START Document excerpt

3 Important Nutrition Factors for Post-Run Recovery

3 Important Nutrition Factors for Post-Run Recovery

3 Important Nutrition Factors for Post-Run Recovery

Pre-run and in-run fueling strategies are hot topics among runners. But how about your post-run recovery strategy?

When it comes to recovery, from a nutrition lens, we’re interested in three things:

1. Restoring muscle and liver glycogen stores

2. Replacing fluid and electrolyte losses

3. Promoting muscle repair

Restoring Muscle and Liver Glycogen Stores

Glycogen is a fancy word for stored carbohydrates (carbs), aka, stored energy. We store the majority of our glycogen right in our muscles, and a smaller amount in our liver. The glycogen in our liver is just one of the ways our body expertly regulates blood sugar levels, making sure we don’t get too low from exercise.

END Document excerpt

• **To do**:
- A) Translate this sentence from the post-run recovery article into Spanish: "Pre-run and in-run fueling strategies are hot topics among runners."
- B) Answer these questions from the post-run recovery article:
(i) Where do we store the majority of our glycogen?
(ii) What is the third thing of interest for recovery from a nutrition lens?
(iii) What does the glycogen in our liver help the body regulate?
- C) Please copy word for word the stretch of the post-run recovery article from "Pre-run and in-run" through "low from exercise.".

START Provided material

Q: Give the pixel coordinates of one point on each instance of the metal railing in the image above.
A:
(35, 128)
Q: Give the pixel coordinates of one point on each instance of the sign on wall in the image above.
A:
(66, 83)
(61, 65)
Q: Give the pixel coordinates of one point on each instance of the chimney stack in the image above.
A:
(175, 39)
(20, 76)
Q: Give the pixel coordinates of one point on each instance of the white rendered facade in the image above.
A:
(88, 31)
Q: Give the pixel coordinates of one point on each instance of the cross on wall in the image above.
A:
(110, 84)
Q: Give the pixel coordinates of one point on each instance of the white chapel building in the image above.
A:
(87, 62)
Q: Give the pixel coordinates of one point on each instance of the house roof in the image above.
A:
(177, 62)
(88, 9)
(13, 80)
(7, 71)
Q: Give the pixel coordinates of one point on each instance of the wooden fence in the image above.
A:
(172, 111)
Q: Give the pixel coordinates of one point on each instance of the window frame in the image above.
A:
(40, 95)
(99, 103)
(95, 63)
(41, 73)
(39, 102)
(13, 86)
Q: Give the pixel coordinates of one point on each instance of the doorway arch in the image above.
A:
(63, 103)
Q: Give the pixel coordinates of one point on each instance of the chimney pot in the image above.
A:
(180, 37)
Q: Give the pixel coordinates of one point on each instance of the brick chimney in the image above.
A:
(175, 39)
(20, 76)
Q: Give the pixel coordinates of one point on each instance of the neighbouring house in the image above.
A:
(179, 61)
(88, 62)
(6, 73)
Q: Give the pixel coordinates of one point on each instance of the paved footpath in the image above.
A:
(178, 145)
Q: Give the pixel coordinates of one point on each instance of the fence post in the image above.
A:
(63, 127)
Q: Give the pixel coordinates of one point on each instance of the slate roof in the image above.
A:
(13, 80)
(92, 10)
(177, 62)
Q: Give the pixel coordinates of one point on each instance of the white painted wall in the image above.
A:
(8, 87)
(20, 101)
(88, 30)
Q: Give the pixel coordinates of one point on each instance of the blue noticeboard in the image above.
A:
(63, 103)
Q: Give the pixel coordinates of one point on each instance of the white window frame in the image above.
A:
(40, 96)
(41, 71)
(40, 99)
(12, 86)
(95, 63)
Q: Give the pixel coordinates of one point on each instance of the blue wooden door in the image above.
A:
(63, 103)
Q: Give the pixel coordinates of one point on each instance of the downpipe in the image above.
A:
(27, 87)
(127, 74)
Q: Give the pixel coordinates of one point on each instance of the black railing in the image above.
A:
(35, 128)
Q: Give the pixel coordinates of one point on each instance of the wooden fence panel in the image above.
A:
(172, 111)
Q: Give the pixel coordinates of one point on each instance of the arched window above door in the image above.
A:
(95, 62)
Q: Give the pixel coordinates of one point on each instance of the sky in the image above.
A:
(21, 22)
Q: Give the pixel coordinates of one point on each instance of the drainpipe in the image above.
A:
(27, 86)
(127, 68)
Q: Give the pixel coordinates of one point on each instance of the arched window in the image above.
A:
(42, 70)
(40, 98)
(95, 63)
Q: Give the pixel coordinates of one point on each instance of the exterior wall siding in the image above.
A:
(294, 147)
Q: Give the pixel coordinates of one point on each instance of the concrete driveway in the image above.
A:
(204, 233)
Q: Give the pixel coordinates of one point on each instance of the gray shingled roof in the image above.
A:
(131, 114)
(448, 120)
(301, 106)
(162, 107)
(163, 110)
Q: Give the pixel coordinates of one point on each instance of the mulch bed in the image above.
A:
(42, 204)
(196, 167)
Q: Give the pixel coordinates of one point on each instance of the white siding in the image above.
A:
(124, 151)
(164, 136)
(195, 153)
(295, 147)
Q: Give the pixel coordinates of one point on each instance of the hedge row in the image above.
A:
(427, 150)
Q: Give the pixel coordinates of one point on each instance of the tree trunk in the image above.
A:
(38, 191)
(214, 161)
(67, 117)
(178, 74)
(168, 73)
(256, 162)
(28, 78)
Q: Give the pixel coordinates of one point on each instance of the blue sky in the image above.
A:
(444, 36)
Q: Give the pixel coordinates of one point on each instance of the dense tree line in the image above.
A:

END Provided material

• **Task-by-task solutions**:
- A) Las estrategias de alimentación antes y durante la carrera son temas candentes entre los corredores.

- B)
(i) Right in our muscles.
(ii) Promoting muscle repair.
(iii) Blood sugar levels.

- C)
Pre-run and in-run fueling strategies are hot topics among runners. But how about your post-run recovery strategy?

When it comes to recovery, from a nutrition lens, we’re interested in three things:

1. Restoring muscle and liver glycogen stores

2. Replacing fluid and electrolyte losses

3. Promoting muscle repair

Restoring Muscle and Liver Glycogen Stores

Glycogen is a fancy word for stored carbohydrates (carbs), aka, stored energy. We store the majority of our glycogen right in our muscles, and a smaller amount in our liver. The glycogen in our liver is just one of the ways our body expertly regulates blood sugar levels, making sure we don’t get too low from exercise.